Set exercise 1 —
Reproduce the orchid-guessing forum thread below in full, word for word.

Quoted passage —
%%
# Guess what this is...



## paphioboy (Nov 21, 2007)

It isn't blooming (yet)... so i'll let you guess based on a pic of the pseudobulb...

one hint; it is not a mini... 

first persn to guess correctly wins it... hehehe... just joking..couldn't send it to the winner anyway...


----------



## goldenrose (Nov 21, 2007)

It's a cornstalk cycnodes (or in the catesetum family)!


----------



## paphioboy (Nov 22, 2007)

nope... sorry, Rose...


----------



## DukeBoxer (Nov 22, 2007)

It's a cornstalk cymbidium


----------



## Heather (Nov 22, 2007)

It's a cornstalk? :rollhappy:


----------



## Ernie (Nov 22, 2007)

My first impression was something Catasetinae too (Cycnoches, Mormodes, Catasetum...)??? 

-Ernie


----------



## Candace (Nov 22, 2007)

A grammatophyllum? Maybe speciosum?


----------



## Kyle (Nov 22, 2007)

I agree with candace.


----------



## NYEric (Nov 22, 2007)

Phrag. besseae!


----------



## paphioboy (Nov 22, 2007)

YAY!!! Candace is the winner..... Here's the pic of the whole plant (the pot is 30cms in diameter.:





This is supposed to be a form which has flowers with red base, instead of the normal olive green... I bought 4 seedlings in 2003,, each was about only 3 inches tall :crazy: goodness knows why i wanted so many... they are very fast growers, more than doubling in size every year... So far, only one plant has produced a single (mutant) flower. The rest have yet to bloom... don't know how long i have to wait...


----------



## NYEric (Nov 23, 2007)

HOLY COW! That's one big plant.


----------



## SlipperFan (Nov 23, 2007)

Very well grown!


----------
%%
Material —
%%
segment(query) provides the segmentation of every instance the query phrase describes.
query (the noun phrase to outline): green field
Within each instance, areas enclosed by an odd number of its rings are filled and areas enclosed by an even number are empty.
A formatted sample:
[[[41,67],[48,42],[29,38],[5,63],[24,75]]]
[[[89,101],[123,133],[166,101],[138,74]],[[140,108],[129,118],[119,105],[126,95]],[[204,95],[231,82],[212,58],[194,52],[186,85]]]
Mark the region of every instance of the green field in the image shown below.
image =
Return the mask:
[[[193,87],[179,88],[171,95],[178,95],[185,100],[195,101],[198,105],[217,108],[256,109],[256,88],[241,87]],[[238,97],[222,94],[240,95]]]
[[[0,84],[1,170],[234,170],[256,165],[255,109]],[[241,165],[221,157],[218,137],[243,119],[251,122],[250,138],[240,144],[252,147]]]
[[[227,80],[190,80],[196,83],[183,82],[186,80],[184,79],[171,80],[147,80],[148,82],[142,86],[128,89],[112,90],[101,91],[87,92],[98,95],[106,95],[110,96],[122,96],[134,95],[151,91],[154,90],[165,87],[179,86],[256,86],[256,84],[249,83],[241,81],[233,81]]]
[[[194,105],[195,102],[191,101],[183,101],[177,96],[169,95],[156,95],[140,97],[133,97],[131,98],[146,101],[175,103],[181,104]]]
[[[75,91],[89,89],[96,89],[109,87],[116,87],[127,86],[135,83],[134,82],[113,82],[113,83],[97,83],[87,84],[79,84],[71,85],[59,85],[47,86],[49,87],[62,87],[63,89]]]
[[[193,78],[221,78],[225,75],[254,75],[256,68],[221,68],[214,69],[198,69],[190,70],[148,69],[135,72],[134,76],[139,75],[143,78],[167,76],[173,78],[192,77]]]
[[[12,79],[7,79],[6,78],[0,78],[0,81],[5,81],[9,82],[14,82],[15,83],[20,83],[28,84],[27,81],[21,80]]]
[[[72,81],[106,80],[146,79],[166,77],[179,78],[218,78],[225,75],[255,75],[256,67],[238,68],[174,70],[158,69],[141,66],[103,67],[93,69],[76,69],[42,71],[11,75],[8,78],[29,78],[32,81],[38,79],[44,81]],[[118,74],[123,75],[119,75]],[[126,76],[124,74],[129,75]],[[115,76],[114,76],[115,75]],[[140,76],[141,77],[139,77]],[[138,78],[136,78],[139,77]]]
%%
Set exercise 2 —
Collect every line of the records above that contains the string "image", matching case exactly.

Worked solution 1 —
# Guess what this is...



## paphioboy (Nov 21, 2007)

It isn't blooming (yet)... so i'll let you guess based on a pic of the pseudobulb...

one hint; it is not a mini... 

first persn to guess correctly wins it... hehehe... just joking..couldn't send it to the winner anyway...


----------



## goldenrose (Nov 21, 2007)

It's a cornstalk cycnodes (or in the catesetum family)!


----------



## paphioboy (Nov 22, 2007)

nope... sorry, Rose...


----------



## DukeBoxer (Nov 22, 2007)

It's a cornstalk cymbidium


----------



## Heather (Nov 22, 2007)

It's a cornstalk? :rollhappy:


----------



## Ernie (Nov 22, 2007)

My first impression was something Catasetinae too (Cycnoches, Mormodes, Catasetum...)??? 

-Ernie


----------



## Candace (Nov 22, 2007)

A grammatophyllum? Maybe speciosum?


----------



## Kyle (Nov 22, 2007)

I agree with candace.


----------



## NYEric (Nov 22, 2007)

Phrag. besseae!


----------



## paphioboy (Nov 22, 2007)

YAY!!! Candace is the winner..... Here's the pic of the whole plant (the pot is 30cms in diameter.:





This is supposed to be a form which has flowers with red base, instead of the normal olive green... I bought 4 seedlings in 2003,, each was about only 3 inches tall :crazy: goodness knows why i wanted so many... they are very fast growers, more than doubling in size every year... So far, only one plant has produced a single (mutant) flower. The rest have yet to bloom... don't know how long i have to wait...


----------



## NYEric (Nov 23, 2007)

HOLY COW! That's one big plant.


----------



## SlipperFan (Nov 23, 2007)

Very well grown!


----------

Worked solution 2 —
Mark the region of every instance of the green field in the image shown below.
image =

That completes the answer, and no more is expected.